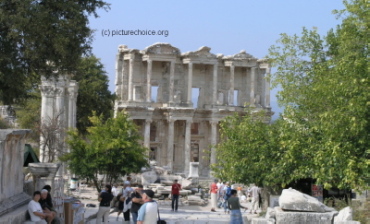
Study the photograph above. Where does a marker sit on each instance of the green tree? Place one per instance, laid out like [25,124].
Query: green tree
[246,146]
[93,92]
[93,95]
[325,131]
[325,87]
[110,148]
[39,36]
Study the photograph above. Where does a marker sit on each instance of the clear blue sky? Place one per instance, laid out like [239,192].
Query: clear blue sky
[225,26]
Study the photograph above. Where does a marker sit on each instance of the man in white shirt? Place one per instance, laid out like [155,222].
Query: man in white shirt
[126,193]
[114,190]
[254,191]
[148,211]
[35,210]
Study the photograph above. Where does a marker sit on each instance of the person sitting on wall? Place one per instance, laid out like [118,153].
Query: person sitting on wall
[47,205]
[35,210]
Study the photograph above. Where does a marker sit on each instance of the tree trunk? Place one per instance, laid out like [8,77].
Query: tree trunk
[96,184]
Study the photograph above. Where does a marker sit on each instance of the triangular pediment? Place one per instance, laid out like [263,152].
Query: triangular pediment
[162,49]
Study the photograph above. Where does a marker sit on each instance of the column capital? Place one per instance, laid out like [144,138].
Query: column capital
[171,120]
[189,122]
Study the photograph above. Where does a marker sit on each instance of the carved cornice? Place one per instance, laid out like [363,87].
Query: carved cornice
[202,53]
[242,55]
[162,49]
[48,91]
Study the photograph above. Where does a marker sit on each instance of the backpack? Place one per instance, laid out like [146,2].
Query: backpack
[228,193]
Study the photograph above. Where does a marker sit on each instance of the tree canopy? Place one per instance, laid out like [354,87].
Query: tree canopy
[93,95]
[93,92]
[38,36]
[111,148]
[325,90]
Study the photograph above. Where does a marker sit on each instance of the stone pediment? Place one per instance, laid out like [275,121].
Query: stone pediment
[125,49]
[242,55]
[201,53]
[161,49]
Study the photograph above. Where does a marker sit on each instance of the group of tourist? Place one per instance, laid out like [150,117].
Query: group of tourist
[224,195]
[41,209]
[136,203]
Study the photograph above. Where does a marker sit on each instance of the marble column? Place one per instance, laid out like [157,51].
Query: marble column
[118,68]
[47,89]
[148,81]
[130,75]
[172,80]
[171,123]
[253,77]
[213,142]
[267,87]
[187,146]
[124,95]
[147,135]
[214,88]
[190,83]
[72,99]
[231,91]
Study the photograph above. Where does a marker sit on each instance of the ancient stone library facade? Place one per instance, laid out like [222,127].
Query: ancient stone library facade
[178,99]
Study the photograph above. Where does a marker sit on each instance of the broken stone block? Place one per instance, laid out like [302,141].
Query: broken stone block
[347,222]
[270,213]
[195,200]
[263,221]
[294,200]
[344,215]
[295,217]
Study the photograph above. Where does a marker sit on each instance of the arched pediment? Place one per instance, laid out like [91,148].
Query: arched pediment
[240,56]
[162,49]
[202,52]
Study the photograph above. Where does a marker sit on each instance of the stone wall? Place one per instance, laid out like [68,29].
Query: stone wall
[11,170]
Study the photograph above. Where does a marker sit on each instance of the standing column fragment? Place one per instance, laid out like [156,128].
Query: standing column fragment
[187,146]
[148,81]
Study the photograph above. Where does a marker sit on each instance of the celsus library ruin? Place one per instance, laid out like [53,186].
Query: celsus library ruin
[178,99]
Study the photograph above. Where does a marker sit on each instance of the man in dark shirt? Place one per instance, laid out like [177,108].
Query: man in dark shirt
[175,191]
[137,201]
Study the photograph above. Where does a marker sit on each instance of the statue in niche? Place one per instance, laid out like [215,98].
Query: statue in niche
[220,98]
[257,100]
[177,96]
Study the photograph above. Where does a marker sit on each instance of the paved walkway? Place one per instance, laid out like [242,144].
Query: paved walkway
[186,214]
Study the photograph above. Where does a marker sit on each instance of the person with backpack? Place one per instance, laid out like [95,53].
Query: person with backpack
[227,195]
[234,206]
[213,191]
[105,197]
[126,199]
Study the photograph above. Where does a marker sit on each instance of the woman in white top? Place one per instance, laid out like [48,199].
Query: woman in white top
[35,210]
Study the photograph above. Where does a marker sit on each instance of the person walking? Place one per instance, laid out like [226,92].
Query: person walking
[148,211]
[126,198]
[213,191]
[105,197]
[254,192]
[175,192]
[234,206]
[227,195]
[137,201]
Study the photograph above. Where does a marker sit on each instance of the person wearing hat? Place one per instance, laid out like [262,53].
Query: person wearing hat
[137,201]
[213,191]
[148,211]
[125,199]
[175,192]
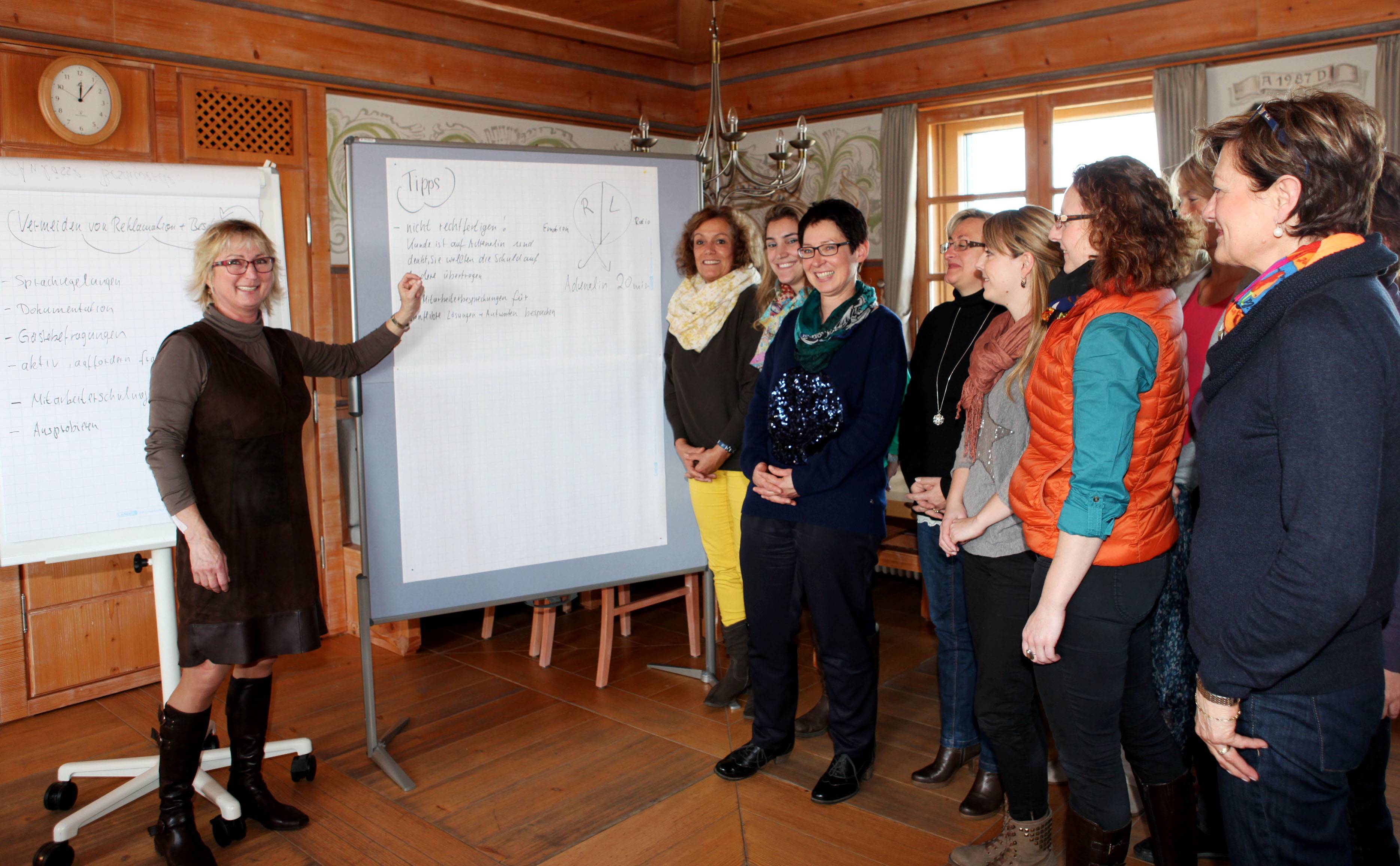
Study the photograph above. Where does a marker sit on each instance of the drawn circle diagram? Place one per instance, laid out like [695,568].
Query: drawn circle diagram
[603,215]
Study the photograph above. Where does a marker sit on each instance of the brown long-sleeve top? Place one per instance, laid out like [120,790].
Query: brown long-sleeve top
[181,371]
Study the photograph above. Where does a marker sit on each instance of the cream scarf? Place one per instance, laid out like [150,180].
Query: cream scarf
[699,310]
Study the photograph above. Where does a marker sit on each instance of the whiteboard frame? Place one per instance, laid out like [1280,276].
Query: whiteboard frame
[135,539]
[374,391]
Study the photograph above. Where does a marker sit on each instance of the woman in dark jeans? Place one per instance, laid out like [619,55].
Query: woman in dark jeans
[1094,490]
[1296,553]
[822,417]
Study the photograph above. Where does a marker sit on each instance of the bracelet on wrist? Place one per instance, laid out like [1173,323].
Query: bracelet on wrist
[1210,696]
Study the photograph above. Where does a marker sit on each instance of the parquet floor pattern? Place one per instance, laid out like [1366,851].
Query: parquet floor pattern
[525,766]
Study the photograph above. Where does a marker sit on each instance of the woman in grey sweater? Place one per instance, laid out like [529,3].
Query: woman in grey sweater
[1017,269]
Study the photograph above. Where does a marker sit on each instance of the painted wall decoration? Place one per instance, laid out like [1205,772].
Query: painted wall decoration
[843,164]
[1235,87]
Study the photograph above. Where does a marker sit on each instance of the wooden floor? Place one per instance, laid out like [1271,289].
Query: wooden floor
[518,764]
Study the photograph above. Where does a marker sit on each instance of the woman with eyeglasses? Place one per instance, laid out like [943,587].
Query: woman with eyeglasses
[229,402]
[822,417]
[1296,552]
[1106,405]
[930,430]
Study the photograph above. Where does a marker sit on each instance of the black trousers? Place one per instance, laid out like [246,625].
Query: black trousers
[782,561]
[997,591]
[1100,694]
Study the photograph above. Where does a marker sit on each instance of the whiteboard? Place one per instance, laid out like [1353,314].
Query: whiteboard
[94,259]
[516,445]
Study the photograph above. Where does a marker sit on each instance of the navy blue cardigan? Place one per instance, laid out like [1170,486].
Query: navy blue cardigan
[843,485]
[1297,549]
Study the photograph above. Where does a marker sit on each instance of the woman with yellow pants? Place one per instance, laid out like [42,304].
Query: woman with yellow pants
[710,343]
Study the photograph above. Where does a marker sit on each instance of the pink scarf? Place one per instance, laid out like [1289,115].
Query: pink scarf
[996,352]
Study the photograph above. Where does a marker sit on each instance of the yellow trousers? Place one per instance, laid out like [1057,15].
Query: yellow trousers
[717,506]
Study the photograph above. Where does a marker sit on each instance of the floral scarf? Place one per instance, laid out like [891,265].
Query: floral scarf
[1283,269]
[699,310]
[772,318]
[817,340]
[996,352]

---+---

> Exercise details
Nothing but the records themselves, exact and complete, should be returned; leave the pictures out.

> Task output
Study the photograph above. Where does a marker sit on each instance of the green tree? Place one per instance, laid out like [25,124].
Query: green tree
[246,146]
[93,92]
[93,95]
[325,131]
[325,87]
[110,148]
[39,36]
Study the photograph above. Where does a marker sit on each instance of the clear blue sky? Place one per instance, laid out like [239,192].
Query: clear blue sky
[225,26]
Study the photograph above. Where does a marker sit on each instance of the man in white shirt? Place one per instance, laid out like [155,222].
Query: man in white shirt
[126,193]
[114,190]
[254,191]
[148,211]
[35,210]
Study the photograph above. Where does a marker sit on each instance of the person sitting on wall? Place one per instance, laid out like [118,153].
Query: person sitting on wall
[47,205]
[35,210]
Study the photograph above. Where does a marker sit on each instance of the tree trunk? Place one per instance, laid out like [8,77].
Query: tree trunk
[96,184]
Study the photograph above. Where does a marker sit on each instance of the triangular pediment? Place one per instance, laid out like [263,152].
Query: triangular pediment
[162,49]
Study the photograph above. Where does a marker sit on each instance of the column capital? Place one per instance, laid out like [144,138].
Query: column capital
[171,120]
[189,122]
Study the photograph above. Where does a marker sit on each instance of the carved cornice? Place one per instance, laid out like [363,87].
Query: carved cornice
[202,53]
[242,55]
[162,49]
[48,91]
Study the photograph above. Where does a marker sit on each instance of the backpack? Place one per instance, laid out like [146,2].
Query: backpack
[228,193]
Study the photograph above. Where does a marker sit on each instance of the tree canopy? Place one per instance, laid out like [354,87].
Query: tree canopy
[93,95]
[93,92]
[38,36]
[111,148]
[325,90]
Study the photograph above. Where does a marker sit on each instance of the stone pediment? Place one per instance, laid out like [275,121].
Query: stone pediment
[125,49]
[242,55]
[201,53]
[161,49]
Study the photograph above. Where does a marker sit on each instance of the group of tourist? Place one per instance, laid out like [150,117].
Query: group of tourist
[224,195]
[41,209]
[136,203]
Study the photograph above. Where does a marker sit on each instance of the marble column? Place one per instance, laid out like [157,51].
Query: marble column
[118,68]
[47,89]
[148,81]
[130,75]
[172,80]
[171,123]
[253,77]
[213,142]
[267,87]
[187,146]
[124,95]
[147,135]
[214,88]
[190,83]
[72,99]
[231,91]
Study the photograph above. Where does a marker sit on each instance of the ancient stone library facade? Place one per instance, laid out like [222,127].
Query: ancient stone library facade
[178,99]
Study the photograph above. Where does a marker sit on each instance of the broken stone block? Place one per instance, laid out like [302,141].
Query: broken stone block
[347,222]
[270,213]
[195,200]
[263,221]
[294,200]
[344,215]
[295,217]
Study the photograph above. Where does a marker sit on each instance of the arched pediment? Place one per instance, laid out like [91,148].
Query: arched pediment
[240,56]
[162,49]
[202,52]
Study the photograph above. Where does a marker sit on each instance of the stone wall? Place one per instance, laid out like [68,29].
Query: stone wall
[11,170]
Study the photograph above. Where does a marker sit on each instance of the standing column fragment? Place one per instance, laid out like [156,128].
Query: standing column fragment
[187,146]
[148,81]
Study the photograph above. Where does a marker sit on each instance of the celsus library ruin? Place one per instance, laid out like [53,186].
Query: celsus library ruin
[178,99]
Study the photograph above. Where does a marker sit on each instance of the man in dark shirt? Place one per instance, laid out like [177,108].
Query: man in dark shirt
[175,191]
[137,201]
Study the photograph above. Where does a marker sit on each instance of the statue in niche? Place one per instance, laid out like [215,98].
Query: statue in niche
[220,98]
[257,100]
[177,96]
Study the photograph above. Where does a marker sit on each instance of the paved walkway? Place one per instance, laid out like [242,144].
Query: paved walkway
[186,214]
Study the photograph above. Where does a marker sit on each instance of the person with backpack? Place one per instance, laid out like [95,53].
Query: person with backpack
[227,195]
[234,206]
[213,191]
[105,197]
[126,199]
Study the photograph above. Where does a marker sit on each instance of the woman in white top? Place one per instance, laid out like [48,199].
Query: woman in white top
[35,210]
Study the photograph above. Where does a marker sit on each instance of the person walking? Place one per instance, laid out like [226,92].
Query: person walking
[148,211]
[126,198]
[213,191]
[105,197]
[254,192]
[175,192]
[234,206]
[227,195]
[137,201]
Study the photograph above. Where does a marker sit on each instance of the person wearing hat? Place one per instance, laid out like [262,53].
Query: person wearing hat
[137,201]
[213,191]
[148,211]
[125,199]
[175,192]
Study the photograph above. Where does a marker sit on each instance of the drawn circle diagram? Place one per instance, laid out like [695,568].
Query: drawn circle diagram
[603,215]
Study the photograph above. Where does a marker sit on each instance of the brown long-sleeve top? Place one per instance, laid out like [120,790].
Query: brown long-sleeve top
[181,371]
Study the photograph above. Where does a marker sit on each instance of the cream scarf? Place one per instance, laid out like [150,180].
Query: cream scarf
[699,310]
Study the photograph above. Where does a marker sit on each instance of the whiteboard frame? Place one per instance, laid out like [1280,276].
Query: whiteboard frame
[135,539]
[374,391]
Study the photograph above. Where does a marker sit on each instance of the woman in dark jeans? Place one per instance, laid out like [619,55].
Query: woman in dark jeans
[1094,490]
[1296,553]
[822,417]
Study the photograph above. Where does a marker sit on each instance of the bracelet on wrist? Place one per instance, laid out like [1173,323].
Query: bracelet on wrist
[1210,696]
Study the photograph above. Where does a marker sit on each instance of the parquet floor pattern? Place one per instance, laid out like [1366,851].
Query: parquet floor pattern
[525,766]
Study the photograph above. Where does a marker sit on each instance of the woman in grey sweater? Place one per instance, laid out like [529,3].
Query: woman in grey sweater
[1017,269]
Study the photograph above. Where does a marker sit on each instance of the painted wall decoration? Place one per instance, laid out like [1205,772].
Query: painted wall decoration
[843,164]
[1235,87]
Study the photograph above. Where does a marker sit on each instance of the wooden floor? Place one per instance, laid out like [1271,289].
Query: wooden floor
[518,764]
Study the photograph above. Where does a marker sit on each instance of the woman with eyeglasses? Place one per instance, laid out like [943,587].
Query: woman with eyeglasses
[229,402]
[822,417]
[1296,552]
[1106,405]
[930,430]
Study the photograph above. Where does a marker sit on each instance of the black trousers? Place one per instance, laid out like [246,625].
Query: black trousers
[782,561]
[997,591]
[1100,694]
Study the photograph above. Where does a marker sit on each instance of the whiteboard? Place one per instance, laid out like [1353,314].
Query: whiteboard
[94,259]
[516,445]
Study the photograph above. Where does a marker sit on each instance of the navy blue cardigan? Place one per instance, laid out like [1170,486].
Query: navy blue cardigan
[843,485]
[1297,549]
Study the photograph above. Where does a marker sit on each instance of the woman with yellow pants? Place one per instance, laid out like [42,304].
Query: woman with yellow pants
[710,343]
Study the photograph above. Where does a marker sit on each instance of the pink scarf? Place one per instance, laid out like [1289,115].
Query: pink scarf
[996,352]
Study the photograph above. Where does a marker sit on each instance of the yellow trousers? Place one per instance, laid out like [1057,15].
Query: yellow trousers
[717,506]
Study the photograph above. Where does a marker sit on each instance of the floral scarf? Place one per instance, laid out like [891,265].
Query: floral scarf
[1283,269]
[699,310]
[772,318]
[817,340]
[996,352]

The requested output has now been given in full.